====== Data for the task

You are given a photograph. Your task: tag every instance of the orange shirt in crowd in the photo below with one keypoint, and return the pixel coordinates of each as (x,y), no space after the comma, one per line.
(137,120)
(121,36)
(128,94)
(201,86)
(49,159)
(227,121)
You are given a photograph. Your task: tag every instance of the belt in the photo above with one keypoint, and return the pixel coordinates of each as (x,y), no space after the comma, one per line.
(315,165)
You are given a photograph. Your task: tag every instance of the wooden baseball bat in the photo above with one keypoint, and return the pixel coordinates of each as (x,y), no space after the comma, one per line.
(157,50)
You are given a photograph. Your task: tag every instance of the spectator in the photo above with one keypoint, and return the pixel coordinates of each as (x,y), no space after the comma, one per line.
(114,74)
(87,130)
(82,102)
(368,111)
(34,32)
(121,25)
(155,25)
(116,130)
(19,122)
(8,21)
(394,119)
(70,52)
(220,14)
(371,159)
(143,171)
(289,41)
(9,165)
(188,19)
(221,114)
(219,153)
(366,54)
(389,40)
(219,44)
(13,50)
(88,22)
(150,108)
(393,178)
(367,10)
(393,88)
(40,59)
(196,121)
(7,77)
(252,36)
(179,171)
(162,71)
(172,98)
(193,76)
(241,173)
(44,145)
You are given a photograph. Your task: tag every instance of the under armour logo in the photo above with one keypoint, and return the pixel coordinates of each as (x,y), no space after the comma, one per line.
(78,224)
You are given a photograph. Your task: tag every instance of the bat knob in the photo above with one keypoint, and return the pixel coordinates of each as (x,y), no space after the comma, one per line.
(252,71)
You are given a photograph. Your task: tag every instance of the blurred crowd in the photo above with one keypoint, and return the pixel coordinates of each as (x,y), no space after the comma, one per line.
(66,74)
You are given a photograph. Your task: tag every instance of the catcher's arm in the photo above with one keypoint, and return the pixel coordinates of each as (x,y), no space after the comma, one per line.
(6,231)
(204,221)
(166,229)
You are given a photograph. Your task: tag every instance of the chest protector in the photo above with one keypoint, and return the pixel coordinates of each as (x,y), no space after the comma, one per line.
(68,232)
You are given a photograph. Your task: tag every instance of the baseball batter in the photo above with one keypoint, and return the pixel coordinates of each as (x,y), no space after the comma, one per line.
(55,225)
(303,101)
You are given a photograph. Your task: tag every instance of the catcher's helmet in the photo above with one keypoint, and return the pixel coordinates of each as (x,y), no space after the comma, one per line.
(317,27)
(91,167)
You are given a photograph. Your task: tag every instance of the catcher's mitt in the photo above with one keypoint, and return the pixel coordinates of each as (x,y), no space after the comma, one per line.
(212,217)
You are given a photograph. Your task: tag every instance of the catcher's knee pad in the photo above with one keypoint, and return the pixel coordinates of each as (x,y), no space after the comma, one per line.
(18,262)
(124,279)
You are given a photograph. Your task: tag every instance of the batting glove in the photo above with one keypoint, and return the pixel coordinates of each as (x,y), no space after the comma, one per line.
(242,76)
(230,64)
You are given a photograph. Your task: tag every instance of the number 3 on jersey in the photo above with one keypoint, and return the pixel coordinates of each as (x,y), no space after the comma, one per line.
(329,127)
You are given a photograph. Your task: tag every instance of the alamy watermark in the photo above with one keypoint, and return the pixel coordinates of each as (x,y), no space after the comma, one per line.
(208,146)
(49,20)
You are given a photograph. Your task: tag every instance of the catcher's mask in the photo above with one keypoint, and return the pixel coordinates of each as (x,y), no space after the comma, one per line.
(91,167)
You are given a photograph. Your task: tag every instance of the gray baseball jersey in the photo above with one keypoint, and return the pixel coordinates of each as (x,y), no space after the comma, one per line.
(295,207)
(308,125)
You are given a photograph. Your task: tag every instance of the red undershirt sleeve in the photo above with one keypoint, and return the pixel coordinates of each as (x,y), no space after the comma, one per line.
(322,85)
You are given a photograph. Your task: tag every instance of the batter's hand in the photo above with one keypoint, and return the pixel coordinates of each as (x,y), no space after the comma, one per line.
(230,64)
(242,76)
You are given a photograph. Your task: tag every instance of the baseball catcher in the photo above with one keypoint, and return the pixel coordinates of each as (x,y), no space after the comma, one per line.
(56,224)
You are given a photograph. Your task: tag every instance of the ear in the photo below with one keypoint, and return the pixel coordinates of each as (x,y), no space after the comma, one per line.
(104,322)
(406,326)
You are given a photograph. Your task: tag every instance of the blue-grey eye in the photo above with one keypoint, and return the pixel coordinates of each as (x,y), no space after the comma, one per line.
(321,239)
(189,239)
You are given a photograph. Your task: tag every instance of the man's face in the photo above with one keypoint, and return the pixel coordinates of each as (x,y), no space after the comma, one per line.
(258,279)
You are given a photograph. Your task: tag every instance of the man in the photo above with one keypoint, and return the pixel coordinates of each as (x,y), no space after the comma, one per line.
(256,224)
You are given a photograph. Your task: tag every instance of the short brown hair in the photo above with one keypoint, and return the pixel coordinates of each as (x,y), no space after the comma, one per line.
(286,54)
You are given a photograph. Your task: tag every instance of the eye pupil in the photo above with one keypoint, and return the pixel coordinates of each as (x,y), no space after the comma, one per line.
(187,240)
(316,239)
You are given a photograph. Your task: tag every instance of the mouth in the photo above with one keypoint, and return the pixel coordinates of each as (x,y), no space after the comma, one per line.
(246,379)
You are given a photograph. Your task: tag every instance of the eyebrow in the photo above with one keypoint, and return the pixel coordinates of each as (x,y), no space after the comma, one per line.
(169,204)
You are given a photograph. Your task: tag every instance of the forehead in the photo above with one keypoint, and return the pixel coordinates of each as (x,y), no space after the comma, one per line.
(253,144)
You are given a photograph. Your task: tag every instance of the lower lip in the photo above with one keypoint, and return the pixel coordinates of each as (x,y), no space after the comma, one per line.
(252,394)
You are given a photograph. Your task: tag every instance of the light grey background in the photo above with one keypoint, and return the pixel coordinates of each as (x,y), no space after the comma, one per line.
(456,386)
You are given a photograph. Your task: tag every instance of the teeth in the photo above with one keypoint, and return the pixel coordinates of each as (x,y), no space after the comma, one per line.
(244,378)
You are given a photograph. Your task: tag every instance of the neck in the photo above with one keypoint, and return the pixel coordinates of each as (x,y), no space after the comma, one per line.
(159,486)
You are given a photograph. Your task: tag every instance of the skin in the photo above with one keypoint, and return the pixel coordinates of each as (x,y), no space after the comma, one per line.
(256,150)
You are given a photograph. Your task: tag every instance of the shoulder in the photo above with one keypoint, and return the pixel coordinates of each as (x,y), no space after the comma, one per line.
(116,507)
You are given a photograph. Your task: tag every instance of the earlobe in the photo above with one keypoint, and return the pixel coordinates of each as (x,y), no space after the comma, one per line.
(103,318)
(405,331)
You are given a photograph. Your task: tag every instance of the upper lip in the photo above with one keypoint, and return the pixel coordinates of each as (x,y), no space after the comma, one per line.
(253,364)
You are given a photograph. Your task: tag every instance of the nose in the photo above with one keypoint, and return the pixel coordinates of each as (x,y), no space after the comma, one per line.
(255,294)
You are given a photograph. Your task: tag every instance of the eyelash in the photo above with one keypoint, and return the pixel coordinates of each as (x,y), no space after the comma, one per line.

============

Task
What is needed here is an exact copy of all the entries.

Task answer
You are given a photograph. Your task: tag every instance of the orange shirt in crowd in the photo below with one keypoint, and return the pixel coordinates of each as (x,y), no space after the comma, one per line.
(137,120)
(121,36)
(128,94)
(201,86)
(49,159)
(227,121)
You are given a photograph. Your task: tag every instance of the belt in the photo above with one keypoint, and return the pixel coordinates of each as (x,y), no space after the comma, one per line.
(315,165)
You are given a photograph. Your task: tag every instance of the wooden baseball bat in the photo above with one keypoint, and return the pixel coordinates of each as (x,y), no space after the comma, one per line.
(157,50)
You are given a photograph. Your task: tag every instance of the spectator in the photo above with one keypoint, and return the pixel coordinates of each as (x,y), no space after the comma, one per line.
(114,74)
(87,130)
(82,102)
(368,111)
(34,32)
(121,25)
(155,25)
(116,130)
(19,122)
(8,21)
(394,119)
(70,52)
(220,14)
(371,159)
(143,171)
(289,41)
(9,165)
(188,19)
(221,114)
(219,153)
(366,54)
(389,40)
(219,44)
(13,50)
(88,22)
(150,108)
(393,178)
(367,10)
(393,88)
(40,59)
(196,121)
(7,77)
(252,36)
(179,171)
(162,71)
(172,98)
(193,76)
(241,173)
(44,145)
You are given a photograph. Your task: tag every instance of the under armour logo in the photo above with one keypoint, and return the pixel coordinates of each as (x,y), no space after the comma, one per line.
(78,224)
You are given a photograph. Your task: tag every instance of the bat knob in the photo above with one keypoint, and return the pixel coordinates of each as (x,y), no space after the comma, one per line.
(252,71)
You are given a photograph. Your task: tag every instance of the blurred crowd in the photo above with one keypoint, and return the pixel coordinates of each as (x,y), no space after the comma, one per line.
(66,74)
You are given a photograph. Your task: tag every instance of the catcher's arm in the photo above with one keypoint, and return the pixel coordinates of each as (x,y), no space after the comma, one per line.
(6,231)
(204,221)
(166,229)
You are given a photograph. Your task: tag every instance of the chest protector in the photo above with one keypoint, and return the pixel coordinates of each as (x,y), no space after the comma, one per line.
(68,232)
You are given a photograph. Your task: tag every instance of the baseball batter in the photo above with one keypoint, and return the pixel coordinates of each as (x,y), no space after the comma, one per line.
(55,225)
(303,101)
You are given a photograph. Your task: tag every instance of the catcher's helmet in the photo above with one keypoint, and return the pixel coordinates of each as (x,y), no space after the comma, one per line.
(317,27)
(91,167)
You are given a photograph. Your task: tag every instance of the catcher's mitt in the photo above with one keypoint, and return the pixel coordinates of each as (x,y), no space after the comma, one per line.
(212,217)
You are given a photograph. Your task: tag every instance of the catcher's knee pad in the photo above with one keypoint, and return the pixel coordinates of each as (x,y), no space after the comma, one per line.
(18,262)
(124,279)
You are given a photograph. Your task: tag every instance of the batting glove in the photo above with one keypoint, and return the pixel coordinates of each as (x,y), no space after the comma, one per line.
(242,76)
(230,64)
You are given a photograph. Your task: tag every instance of the number 3 on jersey in the photo above with one keypoint, and return the pixel coordinates of each as (x,y), no space after the comma, one per line.
(329,127)
You are given a photograph. Your task: tag every instance of the alamy watermark in the photo above with one keypoint, and return the pixel coordinates of each as (x,y), no space after the comma, one per line.
(208,146)
(49,20)
You are given a photograph. Your task: tag every instance of the catcher's mask in the photo above with one keypoint, and return the pixel coordinates of each as (x,y), no space after the comma, one per line.
(91,167)
You are given a photograph. Your task: tag every instance of the gray baseball jersey in the photo above with one keypoint, and return the pixel coordinates of each as (x,y), no space after the comma, one per line.
(295,207)
(308,125)
You are given a photograph. Your task: tag every instance of the red undershirt sleeve in the photo above with one keypoint, and return the pixel coordinates of each as (x,y), no space after the comma, one per line.
(322,85)
You are given a photograph. Your task: tag every instance of the batter's hand in the photo above with one keypoint, and return the pixel coordinates of each as (x,y), no space after the comma, one per line.
(230,64)
(242,76)
You are given a photograph. Your task: tag every instance of the baseball catcher in the photo above with one keypoint, and return the pixel coordinates of each as (x,y), no space after the comma, one per line.
(56,224)
You are given a photograph. Your task: tag every instance of the ear in the photo below with one keypoint, and return the pixel coordinates of each as (x,y), no space after the comma, one per line.
(104,322)
(406,326)
You are given a photograph. Your task: tag every instance of the blue-grey eye in the photo above with one keypoint, and return the pixel coordinates of each as (x,y), no space after the comma, one per line.
(321,239)
(189,239)
You are given a photograph. Your task: tag every instance of the man's face in the photo above with one keypoint, and return the pixel coordinates of each as (x,y), no space after the comma, one per line.
(258,279)
You are given a photograph. Your task: tag every instance of the man in the photo above with one keypoint, and return the pixel coordinates of each as (x,y), no space after the comma, one per line.
(256,224)
You are given a photograph. Your task: tag every instance of the short brown hair in the photo above with one keypoint, and return the pixel coordinates of each as (x,y), no space after the comma, one per line.
(286,54)
You are given a photograph. Your task: tag every instance of the eye pupil in the photo above with one keypoint, and return the pixel coordinates of each as (x,y), no space after the comma, one per line.
(187,240)
(316,239)
You are given a photograph. Your task: tag every instance of the mouth in the photo above with one keypoint, and return the pixel coordinates of each as (x,y), no space after the comma, one per line.
(246,379)
You are given a photograph. Your task: tag every instance of the eyebrow in the photo above with one keypoint, and return the pixel coordinates of each as (x,y), no space after the comma, one per line.
(169,204)
You are given a photograph. Your task: tag every instance of the forehead in the photo above with one keypoint, and return the pixel coordinates of each as (x,y), no space after the comma, one per line.
(253,144)
You are given a photograph. Your task: tag every instance of the lower lip in the photo above with one keypoint, and return the pixel coordinates of each as (x,y), no space after the comma, one per line.
(252,394)
You are given a photograph. Your task: tag every instance of the light grey background in the photo above with one keypoint, and return the pixel coordinates of each as (x,y), no space after the comma, one per line.
(456,386)
You are given a photograph. Your task: tag every instance of the teeth in the photo above with one keypoint, and return the pixel coordinates of each as (x,y), no space after the comma, one per line.
(244,378)
You are given a photograph. Your task: tag every instance of the neck in the photo above with one keypoint, and return the pixel coordinates of each as (x,y), no space after the comma, one per line.
(159,486)
You are given a photograph. Your task: tag every instance of the skin in the photo above with one keypoint, and return the pixel coordinates of each as (x,y), no space after the comma, one per line.
(256,150)
You are given a photograph. Your task: tag every instance of the shoulder in the photo above with one keypoint, and return the pixel coordinates of each as (x,y), no space after the comma, one per line.
(116,507)
You are given a photograph. Your task: tag every instance of the earlobe in the photo above with one keypoint, and return the pixel coordinates of each as (x,y), no space after the comma, one per line.
(103,318)
(405,331)
You are given a photograph. Your task: tag every instance of the upper lip in the photo above with one keypoint, and return the pixel coordinates of each as (x,y), no space after the comma, one per line.
(253,364)
You are given a photograph. Your task: tag every instance of the nose in the photo above with one keypoint, and return the pixel coordinates of each as (x,y), no space after the comma, one per line.
(255,294)
You are given a photograph. Your task: tag every instance of the eyelash in the photo above with one keypoint, and return the pixel coordinates of each as (x,y), no space after the comma, one per line.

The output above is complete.